EXERCISE INPUT
━━━━━━━━━━━━━━━━━━━━

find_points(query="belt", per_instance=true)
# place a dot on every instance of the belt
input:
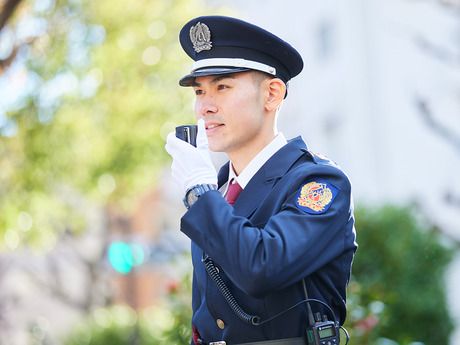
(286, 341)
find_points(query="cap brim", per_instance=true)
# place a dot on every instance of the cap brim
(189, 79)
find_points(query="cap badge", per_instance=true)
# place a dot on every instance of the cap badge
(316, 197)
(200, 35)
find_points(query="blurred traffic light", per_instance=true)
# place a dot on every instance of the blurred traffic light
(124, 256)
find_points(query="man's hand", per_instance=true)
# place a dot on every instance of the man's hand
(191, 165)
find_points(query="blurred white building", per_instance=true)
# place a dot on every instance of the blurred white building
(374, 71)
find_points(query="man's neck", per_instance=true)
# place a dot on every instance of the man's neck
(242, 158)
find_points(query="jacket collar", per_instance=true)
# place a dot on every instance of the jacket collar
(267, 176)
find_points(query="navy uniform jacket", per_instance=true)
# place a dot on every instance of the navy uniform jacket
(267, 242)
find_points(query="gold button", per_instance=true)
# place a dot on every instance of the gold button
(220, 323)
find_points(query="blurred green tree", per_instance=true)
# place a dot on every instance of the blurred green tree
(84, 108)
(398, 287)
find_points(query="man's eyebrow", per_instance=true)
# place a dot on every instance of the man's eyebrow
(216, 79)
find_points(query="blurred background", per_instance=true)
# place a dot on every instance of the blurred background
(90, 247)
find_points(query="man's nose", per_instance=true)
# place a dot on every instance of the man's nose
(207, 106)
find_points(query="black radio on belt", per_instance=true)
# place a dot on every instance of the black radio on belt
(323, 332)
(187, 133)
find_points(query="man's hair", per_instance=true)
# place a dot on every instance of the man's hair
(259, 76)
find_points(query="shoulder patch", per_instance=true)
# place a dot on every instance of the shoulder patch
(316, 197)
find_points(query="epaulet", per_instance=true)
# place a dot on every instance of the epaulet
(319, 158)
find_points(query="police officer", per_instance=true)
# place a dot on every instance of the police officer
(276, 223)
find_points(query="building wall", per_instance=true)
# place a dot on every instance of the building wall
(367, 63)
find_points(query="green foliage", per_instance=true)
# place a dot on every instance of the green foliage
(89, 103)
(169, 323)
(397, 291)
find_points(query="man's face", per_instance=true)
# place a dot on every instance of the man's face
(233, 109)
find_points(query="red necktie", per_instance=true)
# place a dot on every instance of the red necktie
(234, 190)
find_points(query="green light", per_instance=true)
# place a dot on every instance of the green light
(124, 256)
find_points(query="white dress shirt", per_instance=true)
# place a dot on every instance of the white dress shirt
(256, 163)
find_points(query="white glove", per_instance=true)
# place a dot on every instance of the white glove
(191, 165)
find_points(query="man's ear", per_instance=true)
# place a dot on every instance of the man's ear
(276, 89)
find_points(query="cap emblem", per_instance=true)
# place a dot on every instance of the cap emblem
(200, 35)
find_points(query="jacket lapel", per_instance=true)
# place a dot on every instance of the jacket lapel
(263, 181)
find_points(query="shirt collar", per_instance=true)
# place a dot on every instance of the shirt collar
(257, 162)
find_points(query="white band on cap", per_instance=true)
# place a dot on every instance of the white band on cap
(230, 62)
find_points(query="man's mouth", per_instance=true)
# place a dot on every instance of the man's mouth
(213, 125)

━━━━━━━━━━━━━━━━━━━━

TASK STATEMENT
Retype the entries verbatim and drop the pictures.

REPLY
find_points(query="belt", per_instance=true)
# place a dot on every instance of the belt
input:
(286, 341)
find_points(query="cap brim", per_instance=true)
# place a dot on every instance of the cap brim
(189, 79)
find_points(query="cap badge", per_instance=true)
# place a dot on every instance of the cap badge
(316, 197)
(200, 35)
find_points(query="blurred traffic light", per_instance=true)
# place a dot on every instance of the blurred traffic light
(124, 256)
find_points(query="man's hand", per_instance=true)
# place a dot on every instance of the man's hand
(191, 165)
find_points(query="blurred white building", per_instance=true)
# place a dot on every instance of the blurred white building
(374, 71)
find_points(query="man's neck", per_instance=true)
# place a dot on every instance of the man's neck
(242, 158)
find_points(query="jacket collar", per_instance=true)
# place a dot on every instance of the jacket collar
(267, 176)
find_points(query="navy uniform jacket", per_instance=true)
# place a dot on every instance of the navy uniform jacket
(267, 242)
find_points(query="gold button", per_instance=true)
# place a dot on every instance of the gold button
(220, 323)
find_points(query="blurred green tree", per_instance=true)
# place a dot on every instance of the blurred green tree
(84, 108)
(398, 287)
find_points(query="man's eyebrow", per_instance=true)
# place a dot on every instance of the man's eyebrow
(216, 79)
find_points(query="blurred background", per_instance=true)
# place a dot on every instance of the blurred background
(90, 247)
find_points(query="man's nose", per_instance=true)
# place a dot on every instance of the man's nose
(207, 106)
find_points(query="black radio on belt", per_instance=true)
# place a dot on every instance of the black radio on belt
(323, 332)
(187, 133)
find_points(query="man's hair", per_instance=true)
# place a dot on every instance of the man's hair
(259, 76)
find_points(query="shoulder patch", per_instance=true)
# place a dot on every instance of the shoulder patch
(316, 197)
find_points(query="epaulet", per_instance=true)
# place a dot on every instance of the epaulet
(319, 158)
find_points(query="police officer", per_instance=true)
# place a dot on every instance of the police officer
(276, 223)
find_points(query="building wall", per_instance=true)
# place a dot on every instance of the building wall
(367, 63)
find_points(query="green foliage", per_instance=true)
# place a dot on every instance of the green foliage
(89, 103)
(169, 323)
(397, 291)
find_points(query="man's face", per_instance=true)
# place a dot on every instance of the man's face
(233, 109)
find_points(query="red necktie", per_instance=true)
# place a dot on every instance of the red necktie
(234, 190)
find_points(query="green light", per_instance=true)
# place a dot on every instance of the green light
(124, 256)
find_points(query="white dress shirt", per_instance=true)
# place a dot on every instance of the white dress shirt
(256, 163)
find_points(query="white glove", per_instance=true)
# place a dot on every instance of the white glove
(191, 165)
find_points(query="man's ear", per_instance=true)
# place a dot on every instance of the man's ear
(276, 89)
find_points(query="cap emblem", per_instance=true)
# place a dot on every instance of the cap emblem
(200, 35)
find_points(query="jacket lapel", per_instance=true)
# place a dot on every instance of the jacket lapel
(263, 181)
find_points(query="shirt collar", per_instance=true)
# place a dot on every instance of the shirt collar
(257, 162)
find_points(query="white band on cap", per_instance=true)
# place a dot on every instance of the white band on cap
(230, 62)
find_points(query="man's mouth", per_instance=true)
# place a dot on every instance of the man's mouth
(213, 125)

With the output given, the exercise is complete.